===== Reading passage =====

The OpenSSH server provides configuration options to control key authentication. While there's no direct "require passphrase" setting, we can implement workarounds:

# /etc/ssh/sshd_config
PasswordAuthentication no
PubkeyAuthentication yes
AuthenticationMethods publickey

To ensure users generate keys with passphrases, implement organizational policies for key creation:

# Force passphrase during generation
ssh-keygen -t ed25519 -a 100 -f ~/.ssh/id_ed25519

The -a flag increases KDF rounds, making brute-force attacks more difficult.

For enterprises, consider these robust alternatives:

SSH Certificate Authority

Implement an SSH CA to sign user keys with expiration dates:

# CA signs user key (valid for 30 days)
ssh-keygen -s ca_key -I user_identity -n username -V +30d user_key.pub

Commercial SSH Management Tools

• Teleport (open source & commercial)
• Hashicorp Boundary
• Smallstep SSH certificates

This bash script checks for passphrase-protected keys in authorized_keys:

#!/bin/bash
for key in $(cut -d' ' -f2 ~/.ssh/authorized_keys | sort -u); do
    if grep -q "ENCRYPTED" <(ssh-keygen -P "" -y -f <(echo "ssh-rsa $key")); then
        echo "VALID: Key $key has passphrase protection"
    else
        echo "INVALID: Key $key lacks passphrase - removing"
        sed -i "/$key/d" ~/.ssh/authorized_keys
    fi
done

Implement regular audits of SSH keys in your environment:

# Find passwordless private keys
find /home -name "id_*" ! -name "*.pub" -exec ssh-keygen -y -P "" -f {} \; 2>&1 | grep "incorrect passphrase"

For maximum security, combine SSH keys with second factors:

# Google Authenticator PAM setup
auth required pam_google_authenticator.so
auth required pam_sss.so use_first_pass

=====

In the SSH key text, why does the ssh-keygen command for generating keys include the -a flag? Answer in one to three sentences.

===== Data excerpt =====

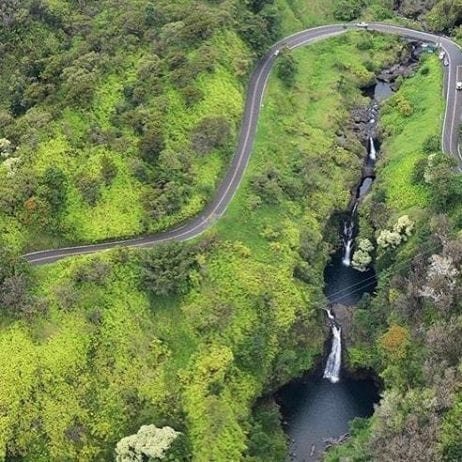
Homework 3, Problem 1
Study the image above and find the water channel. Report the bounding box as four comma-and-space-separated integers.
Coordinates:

=====

**Response to this exercise:** The -a flag increases the number of KDF rounds. This makes brute-force attacks more difficult.